Swap "house window" for "building window" in the part of the records that opens with the line containing "[segment] grass verge" and closes with the line containing "[[[25,63],[25,59],[23,59],[22,62]]]", and give only that part back with everything else unchanged.

* Begin SOURCE DATA *

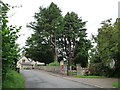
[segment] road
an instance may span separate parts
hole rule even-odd
[[[41,70],[21,70],[21,73],[26,79],[26,88],[96,88],[57,77]]]

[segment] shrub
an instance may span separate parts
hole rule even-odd
[[[2,88],[24,88],[24,77],[13,70],[9,70],[6,74],[5,80],[2,83]]]
[[[49,63],[48,66],[60,66],[59,62],[54,61],[52,63]]]

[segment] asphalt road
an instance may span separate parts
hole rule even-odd
[[[96,88],[40,70],[21,70],[21,73],[26,79],[26,88]]]

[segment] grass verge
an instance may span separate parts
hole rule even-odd
[[[105,78],[104,76],[75,76],[76,78]]]
[[[120,88],[120,82],[115,82],[112,84],[113,87]]]
[[[3,81],[2,88],[25,88],[24,77],[13,70],[6,74],[6,79]]]

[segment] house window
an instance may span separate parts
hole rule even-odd
[[[25,63],[25,59],[23,59],[22,62]]]

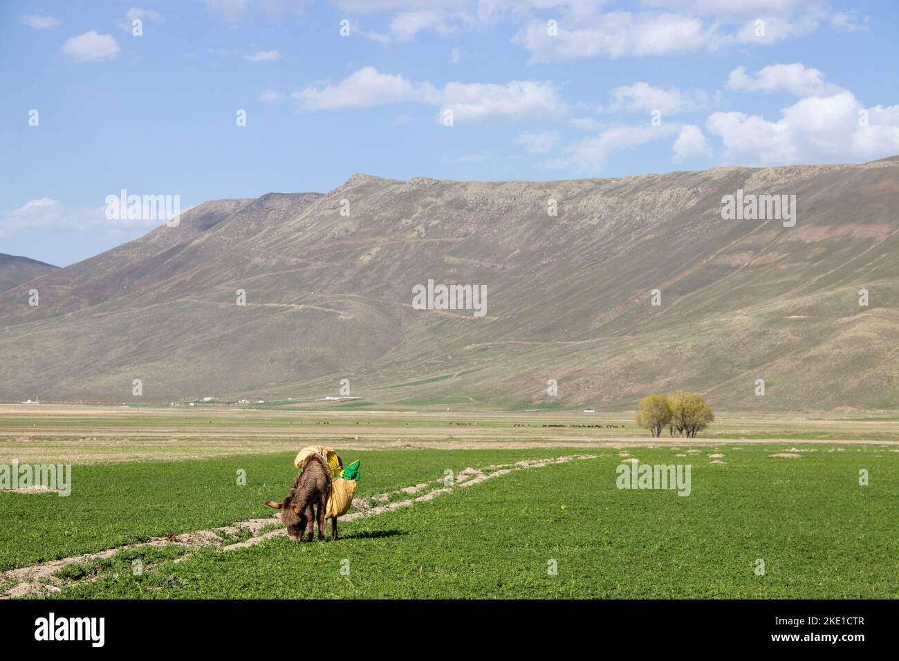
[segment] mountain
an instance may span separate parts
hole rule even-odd
[[[795,226],[723,219],[738,194],[795,195]],[[625,408],[685,389],[727,410],[899,408],[897,208],[895,158],[354,174],[326,194],[206,202],[30,281],[38,308],[26,285],[0,293],[0,400],[311,400],[345,378],[381,405]],[[485,314],[416,309],[429,280],[485,286]]]
[[[0,253],[0,291],[11,290],[58,268],[28,257]]]

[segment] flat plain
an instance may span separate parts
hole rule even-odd
[[[296,544],[263,502],[313,442],[362,477],[341,539]],[[71,464],[72,493],[0,493],[7,597],[897,594],[891,412],[688,440],[624,413],[4,406],[13,460]],[[618,488],[635,460],[690,465],[690,496]]]

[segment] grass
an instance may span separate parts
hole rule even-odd
[[[95,580],[58,597],[896,596],[899,454],[816,445],[802,459],[776,460],[768,458],[775,447],[732,447],[703,448],[689,458],[670,448],[632,451],[642,463],[690,462],[688,497],[618,489],[620,458],[598,451],[598,459],[513,471],[344,523],[336,542],[275,538],[228,552],[200,549],[177,564],[147,563],[153,567],[139,576],[124,571],[130,561],[120,558],[120,571],[90,570]],[[707,454],[715,451],[725,455],[725,465],[708,463]],[[381,452],[383,461],[363,460],[378,484],[366,490],[440,477],[443,467],[563,453]],[[400,463],[396,471],[390,468]],[[861,468],[870,471],[868,487],[859,485]],[[224,467],[209,475],[219,471]],[[174,493],[172,498],[176,501]],[[764,576],[754,572],[758,558],[764,560]],[[547,573],[553,560],[556,576]]]
[[[271,515],[263,503],[287,495],[295,454],[73,466],[67,497],[0,493],[0,571]],[[361,460],[357,497],[441,478],[444,469],[462,469],[467,460],[451,451],[342,454]],[[246,471],[245,487],[237,485],[238,469]]]

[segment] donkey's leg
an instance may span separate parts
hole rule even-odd
[[[324,496],[318,498],[318,540],[322,541],[325,540],[325,514],[327,512],[327,503]]]
[[[316,514],[312,509],[312,503],[306,507],[306,540],[312,541],[312,531],[316,525]]]

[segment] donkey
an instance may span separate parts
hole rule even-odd
[[[281,523],[287,526],[287,533],[294,541],[302,540],[304,530],[307,541],[312,541],[317,520],[320,541],[325,539],[325,514],[331,497],[331,469],[322,455],[311,454],[303,461],[300,470],[302,472],[293,481],[290,494],[283,503],[270,500],[265,505],[281,511]],[[332,537],[336,540],[336,520],[332,528]]]

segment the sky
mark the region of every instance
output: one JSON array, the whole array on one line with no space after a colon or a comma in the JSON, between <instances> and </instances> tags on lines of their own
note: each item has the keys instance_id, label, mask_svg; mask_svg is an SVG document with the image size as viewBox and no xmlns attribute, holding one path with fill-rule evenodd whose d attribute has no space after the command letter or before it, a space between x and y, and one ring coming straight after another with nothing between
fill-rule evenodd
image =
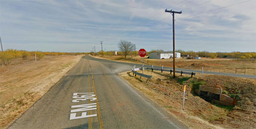
<instances>
[{"instance_id":1,"label":"sky","mask_svg":"<svg viewBox=\"0 0 256 129\"><path fill-rule=\"evenodd\" d=\"M172 50L167 9L182 11L176 50L255 52L256 0L247 1L0 0L0 36L4 50L97 52L103 41L103 50L118 50L123 40L137 50Z\"/></svg>"}]
</instances>

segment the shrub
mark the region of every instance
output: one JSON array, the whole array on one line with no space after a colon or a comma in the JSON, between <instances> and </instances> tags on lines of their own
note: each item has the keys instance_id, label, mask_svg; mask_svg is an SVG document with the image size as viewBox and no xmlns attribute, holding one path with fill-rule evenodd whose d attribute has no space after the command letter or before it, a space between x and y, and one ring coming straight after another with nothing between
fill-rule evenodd
<instances>
[{"instance_id":1,"label":"shrub","mask_svg":"<svg viewBox=\"0 0 256 129\"><path fill-rule=\"evenodd\" d=\"M35 54L36 54L37 59L38 60L41 59L45 55L45 53L41 52L35 52Z\"/></svg>"},{"instance_id":2,"label":"shrub","mask_svg":"<svg viewBox=\"0 0 256 129\"><path fill-rule=\"evenodd\" d=\"M15 58L15 53L13 49L7 49L0 52L0 59L5 65L9 65Z\"/></svg>"},{"instance_id":3,"label":"shrub","mask_svg":"<svg viewBox=\"0 0 256 129\"><path fill-rule=\"evenodd\" d=\"M27 59L28 57L30 56L30 53L27 51L21 51L21 55L23 59Z\"/></svg>"}]
</instances>

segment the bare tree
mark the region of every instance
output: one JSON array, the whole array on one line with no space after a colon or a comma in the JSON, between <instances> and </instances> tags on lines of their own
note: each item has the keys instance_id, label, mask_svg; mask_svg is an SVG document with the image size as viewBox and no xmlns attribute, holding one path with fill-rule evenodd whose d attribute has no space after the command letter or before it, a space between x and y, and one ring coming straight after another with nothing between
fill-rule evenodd
<instances>
[{"instance_id":1,"label":"bare tree","mask_svg":"<svg viewBox=\"0 0 256 129\"><path fill-rule=\"evenodd\" d=\"M133 50L134 46L134 45L131 43L131 42L122 40L120 40L117 45L119 50L123 52L125 57L130 52Z\"/></svg>"}]
</instances>

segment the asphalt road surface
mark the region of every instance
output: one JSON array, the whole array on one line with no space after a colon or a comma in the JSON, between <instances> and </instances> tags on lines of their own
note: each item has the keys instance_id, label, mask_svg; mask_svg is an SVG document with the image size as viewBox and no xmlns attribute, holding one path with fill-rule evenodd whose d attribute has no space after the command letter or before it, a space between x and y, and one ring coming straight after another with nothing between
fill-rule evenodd
<instances>
[{"instance_id":1,"label":"asphalt road surface","mask_svg":"<svg viewBox=\"0 0 256 129\"><path fill-rule=\"evenodd\" d=\"M83 57L9 128L187 128L118 76L133 65Z\"/></svg>"}]
</instances>

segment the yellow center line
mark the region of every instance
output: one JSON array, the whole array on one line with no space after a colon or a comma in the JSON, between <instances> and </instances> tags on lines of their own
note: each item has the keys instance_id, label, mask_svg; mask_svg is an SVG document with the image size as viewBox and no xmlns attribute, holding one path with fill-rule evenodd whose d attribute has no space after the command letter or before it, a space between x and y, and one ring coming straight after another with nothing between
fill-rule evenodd
<instances>
[{"instance_id":1,"label":"yellow center line","mask_svg":"<svg viewBox=\"0 0 256 129\"><path fill-rule=\"evenodd\" d=\"M101 114L100 113L100 105L99 104L99 98L97 95L97 93L96 92L96 88L95 88L95 84L94 84L94 80L93 79L93 75L91 74L92 79L93 80L93 88L94 90L94 94L96 95L96 97L97 99L96 100L96 103L97 105L97 112L98 112L98 118L99 118L99 122L100 123L100 129L103 129L103 122L102 118L101 117Z\"/></svg>"},{"instance_id":2,"label":"yellow center line","mask_svg":"<svg viewBox=\"0 0 256 129\"><path fill-rule=\"evenodd\" d=\"M88 93L91 93L91 82L90 80L90 75L88 75ZM89 100L89 103L91 103L91 101ZM89 110L88 112L88 115L91 115L91 110ZM88 128L89 129L92 129L91 118L89 117L88 118Z\"/></svg>"}]
</instances>

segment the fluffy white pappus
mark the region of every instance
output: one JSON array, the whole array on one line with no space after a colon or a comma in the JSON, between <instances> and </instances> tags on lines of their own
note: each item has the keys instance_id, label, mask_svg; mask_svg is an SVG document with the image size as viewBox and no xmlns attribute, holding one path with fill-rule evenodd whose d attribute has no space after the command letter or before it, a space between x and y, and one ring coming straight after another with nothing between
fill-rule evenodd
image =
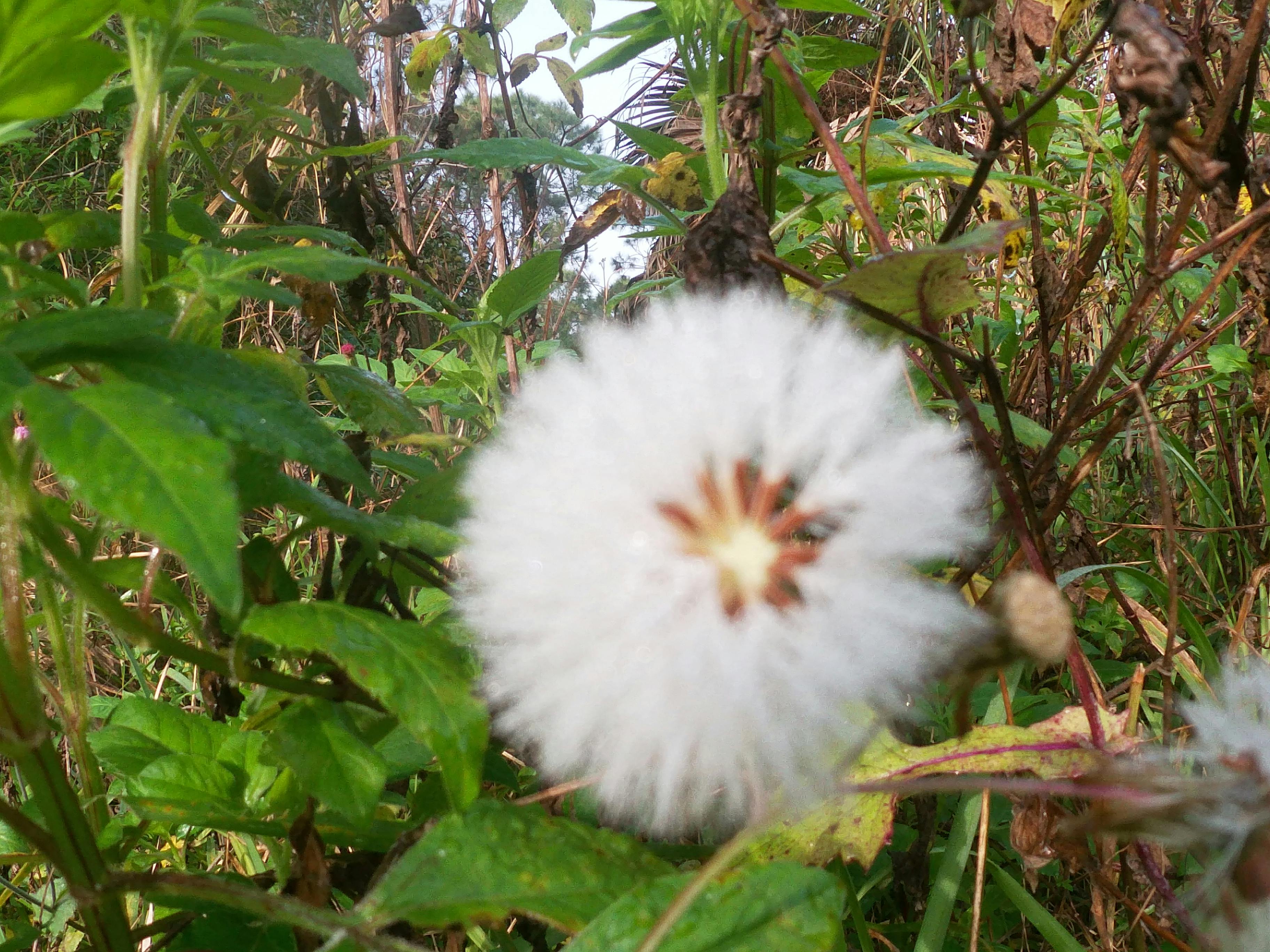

* End SOURCE DATA *

* _FINAL RESULT_:
[segment] grass verge
an instance may span separate parts
hole rule even-odd
[[[105,78],[104,76],[75,76],[76,78]]]
[[[120,88],[120,82],[115,82],[112,84],[113,87]]]
[[[3,81],[2,88],[25,88],[24,77],[13,70],[6,74],[6,79]]]

[segment] building window
an instance may span separate parts
hole rule even-odd
[[[25,63],[25,59],[23,59],[22,62]]]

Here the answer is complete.